─── Фрагмент текста ───

Конвой на крючке у блатных, ворованные вещи берёт себе или продаёт на пристанях, блатным же взамен приносят поесть. Сопротивление бывает, но редко. В 1950 году в этапе из Владивостока на Сахалин семеро безоружных ребят из Пятьдесят Восьмой оказали сопротивление 80 блатным сукам с ножами. Дело обошлось несколькими взаимными ударами — проявилась исконная и подлинная трусость блатных.
В пароходах на Колыму устраивается всё, как и в баржах. Политический эпизод: суда должны были пройти пролив Лаперуза — близ японских островов. И вот исчезли пулемёты с вышек, конвоиры переоделись в штатское, трюмы задраили, выход на палубу запретили. Множество японских судов юлили около кораблей, не подозревая. В 1939 блатные разграбили каптёрку и подожгли её. Повалил из «Джурмы» дым, японцы предложили помощь, — но капитан отказался и даже не открыл люков! Отойдя от японцев, трупы задохнувшихся от дыма выбрасывали за борт, а обгоревшие полуиспорченные продукты сдали в лагеря для пайка заключённых.
Перед Магаданом караван застрял во льду, выгрузили заключённых на лёд, не дойдя берега. Делали вид, что привезли не кости для умощения золотоносной Колымы, а временно изолированных советских граждан, поэтому их встретили оркестром. Оркестр играл марши и вальсы, а измученные полуживые люди плелись по льду и несли на плечах других полуживых — ревматиков и безногих (безногим тоже был срок). Их повезут грузовиками на сотни километров и ещё потом будут пешком гнать десятки. И там они откроют новые лагпункты и в первую же минуту прибытия пойдут на работу, а есть будут рыбу и муку, заедая снегом. А спать в палатках.
А ещё есть этапы пешие. В Минусинске в 194… после того как целый год не выводили даже на прогулку, люди отучились ходить, дышать, смотреть на свет, — погнали 25 километров до Абакана. С десяток человек дорогой умерло.
Из блокадного Ленинграда доставляли осуждённых до краснух. Падающих тут же разували и кидали на грузовик — живого ли, мёртвого. Так в 30–е годы отправляли с Котласской пересылки до Усть–Выми (300 километров), а иногда и до Чибью (более пятисот). Однажды в 1938 гнали так и женский этап. В этих этапах проходили в день 25 километров. Были и этапные избы — разорённые дома раскулаченных с выбитыми окнами и сорванными дверьми.
В 1940 этап после барж погнали пешком по тайге (от Княж–Погоста на Чибью) — и не кормили. Пили болотную воду, быстро несла их дизентерия. Падали без сил — собаки рвали одежду упавших. В Ижме ловили рыбу брюками и поедали живой. И с какой–то поляны им объявили: будете строить железную дорогу Котлас — Воркута!

───

▶ Задание 1
Сколько безоружных ребят из Пятьдесят Восьмой оказали сопротивление блатным в этапе 1950 года, согласно фрагменту текста?
▶ Задание 2
Какие меры, по фрагменту текста, приняли на судах, когда им предстояло пройти пролив Лаперуза? Перечислите все.
Следующие далее пункты никак не связаны с фрагментом текста.

─── Показанные данные ───

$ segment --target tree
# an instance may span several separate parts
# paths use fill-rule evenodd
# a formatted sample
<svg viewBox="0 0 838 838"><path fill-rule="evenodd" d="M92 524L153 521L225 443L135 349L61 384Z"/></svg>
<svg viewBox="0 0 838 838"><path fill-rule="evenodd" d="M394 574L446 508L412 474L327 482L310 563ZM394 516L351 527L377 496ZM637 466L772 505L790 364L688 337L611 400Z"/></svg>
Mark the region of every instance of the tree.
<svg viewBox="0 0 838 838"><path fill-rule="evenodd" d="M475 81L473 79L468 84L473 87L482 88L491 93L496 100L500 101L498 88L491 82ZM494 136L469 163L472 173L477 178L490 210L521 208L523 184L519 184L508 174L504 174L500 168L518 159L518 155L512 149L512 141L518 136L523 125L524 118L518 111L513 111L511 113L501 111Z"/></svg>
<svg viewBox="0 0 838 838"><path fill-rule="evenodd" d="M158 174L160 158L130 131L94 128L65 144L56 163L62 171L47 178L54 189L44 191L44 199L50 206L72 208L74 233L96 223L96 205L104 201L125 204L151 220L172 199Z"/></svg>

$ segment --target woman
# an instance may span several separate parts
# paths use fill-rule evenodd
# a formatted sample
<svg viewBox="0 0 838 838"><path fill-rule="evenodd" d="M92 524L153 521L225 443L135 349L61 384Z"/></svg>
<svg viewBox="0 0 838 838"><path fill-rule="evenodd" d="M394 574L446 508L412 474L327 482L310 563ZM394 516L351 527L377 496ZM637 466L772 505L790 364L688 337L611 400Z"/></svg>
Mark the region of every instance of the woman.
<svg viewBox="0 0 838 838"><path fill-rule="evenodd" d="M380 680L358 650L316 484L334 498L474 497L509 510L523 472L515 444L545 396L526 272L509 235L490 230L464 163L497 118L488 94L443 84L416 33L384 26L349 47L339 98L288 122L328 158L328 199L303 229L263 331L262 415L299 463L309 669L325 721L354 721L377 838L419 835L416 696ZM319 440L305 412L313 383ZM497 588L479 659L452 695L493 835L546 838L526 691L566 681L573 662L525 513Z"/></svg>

───

▶ Результат 1
Семеро.

▶ Результат 2
- С вышек исчезли пулемёты.
- Конвоиры переоделись в штатское.
- Трюмы задраили.
- Выход на палубу запретили.